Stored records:
■ ■ ■ ■
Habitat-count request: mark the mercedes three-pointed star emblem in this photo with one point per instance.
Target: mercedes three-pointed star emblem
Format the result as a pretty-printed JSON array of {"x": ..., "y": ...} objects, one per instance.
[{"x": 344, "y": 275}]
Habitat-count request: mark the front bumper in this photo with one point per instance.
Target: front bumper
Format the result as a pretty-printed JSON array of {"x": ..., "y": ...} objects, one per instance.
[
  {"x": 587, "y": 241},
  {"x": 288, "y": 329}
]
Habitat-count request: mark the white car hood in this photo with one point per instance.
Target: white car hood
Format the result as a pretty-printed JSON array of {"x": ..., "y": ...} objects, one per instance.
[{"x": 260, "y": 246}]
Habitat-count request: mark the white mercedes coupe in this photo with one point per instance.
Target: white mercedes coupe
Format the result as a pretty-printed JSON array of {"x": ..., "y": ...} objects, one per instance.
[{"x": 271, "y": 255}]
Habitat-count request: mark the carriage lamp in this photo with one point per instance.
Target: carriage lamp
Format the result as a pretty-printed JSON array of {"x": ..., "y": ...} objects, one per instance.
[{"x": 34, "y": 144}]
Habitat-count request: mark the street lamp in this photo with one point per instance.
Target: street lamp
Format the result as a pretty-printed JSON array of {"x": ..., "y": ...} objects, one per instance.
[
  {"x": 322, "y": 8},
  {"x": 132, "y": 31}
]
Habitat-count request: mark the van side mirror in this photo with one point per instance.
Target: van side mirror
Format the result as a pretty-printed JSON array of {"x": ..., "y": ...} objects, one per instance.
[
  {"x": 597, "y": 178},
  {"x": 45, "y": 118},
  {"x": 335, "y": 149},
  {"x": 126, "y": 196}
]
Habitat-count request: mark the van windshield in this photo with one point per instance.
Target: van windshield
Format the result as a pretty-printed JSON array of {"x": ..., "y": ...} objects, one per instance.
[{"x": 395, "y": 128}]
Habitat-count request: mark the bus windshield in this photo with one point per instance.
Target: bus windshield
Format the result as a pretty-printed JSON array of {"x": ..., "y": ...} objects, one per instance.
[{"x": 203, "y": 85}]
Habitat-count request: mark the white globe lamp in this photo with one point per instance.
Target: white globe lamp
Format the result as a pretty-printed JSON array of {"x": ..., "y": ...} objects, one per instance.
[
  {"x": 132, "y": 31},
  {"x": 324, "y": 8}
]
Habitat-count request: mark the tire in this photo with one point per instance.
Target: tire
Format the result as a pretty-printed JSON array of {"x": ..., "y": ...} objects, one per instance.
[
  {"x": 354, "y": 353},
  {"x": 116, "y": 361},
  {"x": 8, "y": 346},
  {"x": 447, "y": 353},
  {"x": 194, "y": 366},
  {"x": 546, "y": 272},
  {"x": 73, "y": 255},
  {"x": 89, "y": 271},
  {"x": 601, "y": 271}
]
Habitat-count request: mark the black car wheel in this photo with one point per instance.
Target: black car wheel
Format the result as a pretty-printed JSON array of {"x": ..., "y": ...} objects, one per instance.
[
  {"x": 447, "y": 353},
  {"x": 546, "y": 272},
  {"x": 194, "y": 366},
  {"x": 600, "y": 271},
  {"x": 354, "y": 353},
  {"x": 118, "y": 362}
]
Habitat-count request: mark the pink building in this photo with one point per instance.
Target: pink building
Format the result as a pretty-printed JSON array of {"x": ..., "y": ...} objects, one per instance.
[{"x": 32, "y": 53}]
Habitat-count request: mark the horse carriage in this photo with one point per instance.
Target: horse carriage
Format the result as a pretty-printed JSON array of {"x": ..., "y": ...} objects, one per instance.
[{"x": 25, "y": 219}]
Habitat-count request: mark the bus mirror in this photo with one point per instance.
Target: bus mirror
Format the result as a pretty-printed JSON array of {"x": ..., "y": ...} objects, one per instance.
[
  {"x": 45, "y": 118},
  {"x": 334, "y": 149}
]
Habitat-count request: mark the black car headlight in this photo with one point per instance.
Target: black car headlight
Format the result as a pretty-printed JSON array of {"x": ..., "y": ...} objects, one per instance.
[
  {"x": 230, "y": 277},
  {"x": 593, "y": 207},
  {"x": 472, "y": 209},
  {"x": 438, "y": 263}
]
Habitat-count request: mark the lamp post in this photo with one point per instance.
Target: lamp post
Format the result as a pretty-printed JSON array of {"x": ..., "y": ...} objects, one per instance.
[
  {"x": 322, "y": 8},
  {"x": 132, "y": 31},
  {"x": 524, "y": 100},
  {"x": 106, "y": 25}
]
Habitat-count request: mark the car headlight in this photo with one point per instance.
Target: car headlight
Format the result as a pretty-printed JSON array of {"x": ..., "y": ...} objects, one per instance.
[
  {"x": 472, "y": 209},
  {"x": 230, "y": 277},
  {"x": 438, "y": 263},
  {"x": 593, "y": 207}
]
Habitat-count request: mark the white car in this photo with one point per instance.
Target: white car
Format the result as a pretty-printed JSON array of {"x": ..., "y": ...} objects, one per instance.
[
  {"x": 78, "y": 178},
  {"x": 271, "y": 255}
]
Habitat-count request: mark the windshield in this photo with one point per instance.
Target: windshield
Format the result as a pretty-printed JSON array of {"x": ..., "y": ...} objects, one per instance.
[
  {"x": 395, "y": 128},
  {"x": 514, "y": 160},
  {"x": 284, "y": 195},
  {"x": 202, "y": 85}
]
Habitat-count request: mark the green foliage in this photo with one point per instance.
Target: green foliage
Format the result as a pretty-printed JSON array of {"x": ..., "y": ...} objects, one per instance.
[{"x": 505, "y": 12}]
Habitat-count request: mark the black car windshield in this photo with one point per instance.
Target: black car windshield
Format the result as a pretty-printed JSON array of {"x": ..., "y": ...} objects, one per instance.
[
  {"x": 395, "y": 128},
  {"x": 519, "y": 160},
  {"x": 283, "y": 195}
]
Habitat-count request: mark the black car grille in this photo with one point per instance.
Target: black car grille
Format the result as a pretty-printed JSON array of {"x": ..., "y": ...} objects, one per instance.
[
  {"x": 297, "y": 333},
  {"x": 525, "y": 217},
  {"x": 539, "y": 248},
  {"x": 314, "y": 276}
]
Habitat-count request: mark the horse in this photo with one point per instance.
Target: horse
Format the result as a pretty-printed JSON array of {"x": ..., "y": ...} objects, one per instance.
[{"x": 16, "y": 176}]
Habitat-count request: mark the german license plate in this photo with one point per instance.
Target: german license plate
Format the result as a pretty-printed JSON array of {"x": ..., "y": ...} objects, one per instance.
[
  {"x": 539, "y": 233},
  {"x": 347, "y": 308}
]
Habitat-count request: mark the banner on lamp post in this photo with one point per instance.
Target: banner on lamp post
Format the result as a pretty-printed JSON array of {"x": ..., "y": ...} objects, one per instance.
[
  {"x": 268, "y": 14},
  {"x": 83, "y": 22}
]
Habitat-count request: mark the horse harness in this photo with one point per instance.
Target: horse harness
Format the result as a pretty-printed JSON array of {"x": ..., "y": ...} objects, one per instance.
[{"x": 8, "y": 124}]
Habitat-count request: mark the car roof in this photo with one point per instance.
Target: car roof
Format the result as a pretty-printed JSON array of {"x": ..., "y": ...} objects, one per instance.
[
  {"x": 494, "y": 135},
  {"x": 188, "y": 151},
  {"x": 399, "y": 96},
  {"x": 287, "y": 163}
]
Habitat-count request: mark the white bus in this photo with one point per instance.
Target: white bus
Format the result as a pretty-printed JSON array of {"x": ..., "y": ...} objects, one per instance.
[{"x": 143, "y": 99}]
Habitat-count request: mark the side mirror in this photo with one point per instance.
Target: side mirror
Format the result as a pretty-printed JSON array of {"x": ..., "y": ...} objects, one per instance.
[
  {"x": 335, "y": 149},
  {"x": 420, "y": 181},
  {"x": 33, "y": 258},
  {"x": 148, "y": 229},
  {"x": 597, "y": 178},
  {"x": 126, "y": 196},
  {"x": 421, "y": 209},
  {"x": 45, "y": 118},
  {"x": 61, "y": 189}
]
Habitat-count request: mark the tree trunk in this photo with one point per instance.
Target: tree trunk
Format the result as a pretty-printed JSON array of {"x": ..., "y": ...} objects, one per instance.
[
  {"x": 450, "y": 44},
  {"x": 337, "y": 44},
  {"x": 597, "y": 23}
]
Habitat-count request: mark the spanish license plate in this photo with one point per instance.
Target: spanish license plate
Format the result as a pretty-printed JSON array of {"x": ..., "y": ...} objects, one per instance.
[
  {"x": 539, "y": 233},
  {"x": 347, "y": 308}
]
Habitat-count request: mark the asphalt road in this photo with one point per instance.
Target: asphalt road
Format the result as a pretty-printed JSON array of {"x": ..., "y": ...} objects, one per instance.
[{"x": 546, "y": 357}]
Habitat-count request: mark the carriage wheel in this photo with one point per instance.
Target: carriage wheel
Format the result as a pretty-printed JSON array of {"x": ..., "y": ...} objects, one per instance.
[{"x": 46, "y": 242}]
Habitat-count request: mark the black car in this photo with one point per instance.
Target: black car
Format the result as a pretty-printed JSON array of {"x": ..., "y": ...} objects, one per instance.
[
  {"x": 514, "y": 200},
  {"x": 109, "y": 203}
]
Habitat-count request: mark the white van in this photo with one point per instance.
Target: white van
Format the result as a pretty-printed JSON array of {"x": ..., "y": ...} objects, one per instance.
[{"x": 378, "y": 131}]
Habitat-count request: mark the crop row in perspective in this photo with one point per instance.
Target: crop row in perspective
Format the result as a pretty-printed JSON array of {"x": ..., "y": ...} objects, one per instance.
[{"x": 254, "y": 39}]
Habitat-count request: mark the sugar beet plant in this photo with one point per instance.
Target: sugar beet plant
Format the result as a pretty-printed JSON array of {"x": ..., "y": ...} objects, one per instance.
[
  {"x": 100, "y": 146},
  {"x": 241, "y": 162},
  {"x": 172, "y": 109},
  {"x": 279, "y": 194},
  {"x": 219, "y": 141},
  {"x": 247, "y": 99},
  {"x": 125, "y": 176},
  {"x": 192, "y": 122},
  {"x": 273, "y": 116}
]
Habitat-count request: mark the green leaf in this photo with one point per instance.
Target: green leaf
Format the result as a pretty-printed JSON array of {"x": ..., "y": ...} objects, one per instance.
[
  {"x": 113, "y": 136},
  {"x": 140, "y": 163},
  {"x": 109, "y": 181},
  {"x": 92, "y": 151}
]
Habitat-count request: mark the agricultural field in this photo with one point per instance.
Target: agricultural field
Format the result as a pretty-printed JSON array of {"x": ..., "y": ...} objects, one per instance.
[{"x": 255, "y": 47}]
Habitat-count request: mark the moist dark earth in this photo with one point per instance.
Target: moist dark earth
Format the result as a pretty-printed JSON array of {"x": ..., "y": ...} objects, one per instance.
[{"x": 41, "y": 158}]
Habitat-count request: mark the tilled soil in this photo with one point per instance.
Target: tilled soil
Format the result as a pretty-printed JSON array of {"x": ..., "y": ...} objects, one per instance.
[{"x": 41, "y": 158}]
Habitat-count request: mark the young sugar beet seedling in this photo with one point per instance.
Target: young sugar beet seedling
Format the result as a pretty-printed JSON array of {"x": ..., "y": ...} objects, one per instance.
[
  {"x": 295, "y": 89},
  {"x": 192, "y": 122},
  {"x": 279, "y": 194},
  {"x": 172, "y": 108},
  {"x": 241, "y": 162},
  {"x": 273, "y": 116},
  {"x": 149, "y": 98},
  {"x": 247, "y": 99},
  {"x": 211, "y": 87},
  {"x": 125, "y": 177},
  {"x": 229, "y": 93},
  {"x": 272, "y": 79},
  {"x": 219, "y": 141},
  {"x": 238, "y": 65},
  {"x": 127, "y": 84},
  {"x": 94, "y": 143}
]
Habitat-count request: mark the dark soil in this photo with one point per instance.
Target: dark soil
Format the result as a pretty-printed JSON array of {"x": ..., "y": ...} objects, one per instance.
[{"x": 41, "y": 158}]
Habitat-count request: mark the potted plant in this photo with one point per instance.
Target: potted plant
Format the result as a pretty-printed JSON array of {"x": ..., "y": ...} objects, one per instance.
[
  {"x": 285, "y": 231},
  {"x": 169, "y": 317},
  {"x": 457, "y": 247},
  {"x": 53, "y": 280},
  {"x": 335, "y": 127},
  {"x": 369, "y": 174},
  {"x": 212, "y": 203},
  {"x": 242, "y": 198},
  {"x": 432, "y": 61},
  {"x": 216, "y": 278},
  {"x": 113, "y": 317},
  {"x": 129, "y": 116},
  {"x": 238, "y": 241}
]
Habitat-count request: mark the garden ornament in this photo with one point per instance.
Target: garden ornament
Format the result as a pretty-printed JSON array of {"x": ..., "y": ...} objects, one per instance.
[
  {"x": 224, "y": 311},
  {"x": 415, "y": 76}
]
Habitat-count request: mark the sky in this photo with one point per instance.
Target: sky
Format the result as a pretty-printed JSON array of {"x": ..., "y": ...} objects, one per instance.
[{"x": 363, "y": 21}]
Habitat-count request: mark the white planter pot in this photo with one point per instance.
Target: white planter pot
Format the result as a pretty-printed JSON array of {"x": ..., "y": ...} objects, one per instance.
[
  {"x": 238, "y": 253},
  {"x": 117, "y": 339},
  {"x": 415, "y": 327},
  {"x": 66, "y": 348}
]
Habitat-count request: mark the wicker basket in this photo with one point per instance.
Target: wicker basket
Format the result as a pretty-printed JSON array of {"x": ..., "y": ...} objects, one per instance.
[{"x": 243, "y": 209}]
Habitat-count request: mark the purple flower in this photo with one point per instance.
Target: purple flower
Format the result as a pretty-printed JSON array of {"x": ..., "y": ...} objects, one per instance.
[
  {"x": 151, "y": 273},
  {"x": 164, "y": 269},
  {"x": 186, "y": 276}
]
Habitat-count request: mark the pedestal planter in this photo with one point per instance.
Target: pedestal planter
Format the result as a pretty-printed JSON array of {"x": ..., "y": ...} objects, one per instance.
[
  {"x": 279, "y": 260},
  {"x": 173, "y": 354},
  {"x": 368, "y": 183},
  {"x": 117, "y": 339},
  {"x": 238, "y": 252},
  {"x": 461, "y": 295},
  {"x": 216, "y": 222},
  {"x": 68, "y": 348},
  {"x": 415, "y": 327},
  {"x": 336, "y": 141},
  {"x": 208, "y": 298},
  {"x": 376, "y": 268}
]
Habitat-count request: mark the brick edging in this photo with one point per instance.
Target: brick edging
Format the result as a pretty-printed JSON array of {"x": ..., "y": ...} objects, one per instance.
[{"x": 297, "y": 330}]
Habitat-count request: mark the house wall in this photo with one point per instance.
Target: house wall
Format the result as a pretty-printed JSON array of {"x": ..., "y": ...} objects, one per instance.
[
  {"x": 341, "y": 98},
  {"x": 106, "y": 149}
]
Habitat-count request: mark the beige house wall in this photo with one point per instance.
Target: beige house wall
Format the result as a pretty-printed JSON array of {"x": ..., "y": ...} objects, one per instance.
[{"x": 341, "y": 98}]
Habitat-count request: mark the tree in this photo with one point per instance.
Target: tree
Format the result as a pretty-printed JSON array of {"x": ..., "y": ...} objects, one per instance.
■ ■ ■ ■
Go to the line with "Habitat-count request: mark the side" in the entries above and repeat every line from there through the line with "Target: carriage wheel", exactly and with no other text.

Habitat-count request: mark the side mirror in this photo with one point per instance.
Target: side mirror
Format the result as a pretty-printed JSON array of {"x": ..., "y": ...} objects, one per instance.
[
  {"x": 335, "y": 149},
  {"x": 420, "y": 181},
  {"x": 33, "y": 258},
  {"x": 148, "y": 229},
  {"x": 597, "y": 178},
  {"x": 126, "y": 196},
  {"x": 421, "y": 209},
  {"x": 45, "y": 118},
  {"x": 61, "y": 189}
]
Habitat-count request: mark the tree trunk in this photo with one point per instance.
Target: tree trunk
Format the result as a pretty-printed JSON array of {"x": ..., "y": ...} objects, one per instance.
[
  {"x": 450, "y": 44},
  {"x": 337, "y": 44},
  {"x": 597, "y": 23}
]
Habitat-count request: mark the spanish license plate in this photo with one point per instance.
Target: spanish license plate
Format the result as a pretty-printed JSON array of {"x": ..., "y": ...} objects, one per instance.
[
  {"x": 539, "y": 233},
  {"x": 347, "y": 308}
]
Habitat-count request: mark the asphalt road in this photo with one point per instance.
Target: asphalt road
Format the result as a pretty-printed JSON array of {"x": ..., "y": ...} objects, one per instance.
[{"x": 546, "y": 357}]
Habitat-count request: mark the carriage wheel in this photo with one point per instance.
Target: carriage wheel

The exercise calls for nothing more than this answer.